• [Trecho]:
-=-=-

Blog do Dr. Lucas
Sintomas de diabetes

Com o crescimento progressivo da prevalência do diabetes mellitus na população, é natural que as pessoas tenham receio de desenvolver a doença e suas graves complicações e, por esse motivo, estejam atentas para qualquer alteração no seu organismo que possa estar relacionada a essa patologia. Assim, uma pergunta que tem se tornado cada vez mais comum no consultório do endocrinologista é: quais são os sintomas de diabetes?
O diabetes mellitus é uma doença silenciosa
O primeiro conceito importante sobre o quadro clínico do diabetes é que essa doença é, na maioria dos casos e por um longo tempo, assintomática. Isso significa que uma pessoa portadora de diabetes pode passar meses a anos sem apresentar qualquer sintoma – inclusive, em alguns casos, a primeira manifestação pode ser já alguma complicação da doença, como perda visual, feridas nos pés, alteração dos rins, doença cardíaca ou cerebral.

-=-=-

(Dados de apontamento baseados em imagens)
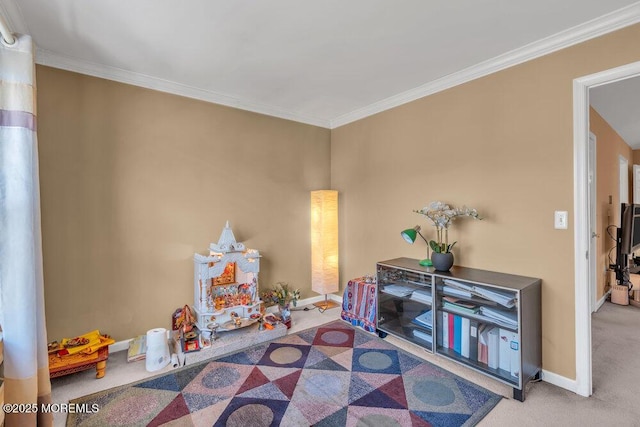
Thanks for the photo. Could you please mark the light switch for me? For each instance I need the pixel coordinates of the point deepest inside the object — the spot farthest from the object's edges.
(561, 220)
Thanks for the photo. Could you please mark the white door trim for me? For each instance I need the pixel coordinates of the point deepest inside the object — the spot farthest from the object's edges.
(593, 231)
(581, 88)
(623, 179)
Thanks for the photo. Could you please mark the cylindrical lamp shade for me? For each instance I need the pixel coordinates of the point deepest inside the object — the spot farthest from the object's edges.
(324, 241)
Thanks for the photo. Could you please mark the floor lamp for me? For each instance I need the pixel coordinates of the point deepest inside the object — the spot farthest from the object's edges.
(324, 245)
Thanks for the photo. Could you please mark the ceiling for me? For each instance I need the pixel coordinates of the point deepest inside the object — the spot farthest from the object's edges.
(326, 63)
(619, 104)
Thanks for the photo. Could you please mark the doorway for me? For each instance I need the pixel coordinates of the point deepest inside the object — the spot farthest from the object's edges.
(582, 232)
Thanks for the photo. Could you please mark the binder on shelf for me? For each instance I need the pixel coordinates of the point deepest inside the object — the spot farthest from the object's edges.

-=-=-

• [Verifique sua compreensão]:
[1] De acordo com o trecho sobre diabetes, qual pergunta tem se tornado cada vez mais comum no consultório do endocrinologista?
[2] Extraia do trecho sobre diabetes, sem nenhuma alteração, a parte que começa em "O diabetes mellitus é" e vai até "cardíaca ou cerebral.", incluindo essas palavras.
[3] Liste todas as complicações que o trecho sobre diabetes cita como possível primeira manifestação da doença.

• [Respostas]:
[1] Quais são os sintomas de diabetes?

[2]
O diabetes mellitus é uma doença silenciosa
O primeiro conceito importante sobre o quadro clínico do diabetes é que essa doença é, na maioria dos casos e por um longo tempo, assintomática. Isso significa que uma pessoa portadora de diabetes pode passar meses a anos sem apresentar qualquer sintoma – inclusive, em alguns casos, a primeira manifestação pode ser já alguma complicação da doença, como perda visual, feridas nos pés, alteração dos rins, doença cardíaca ou cerebral.

[3] Perda visual; feridas nos pés; alteração dos rins; doença cardíaca; doença cerebral.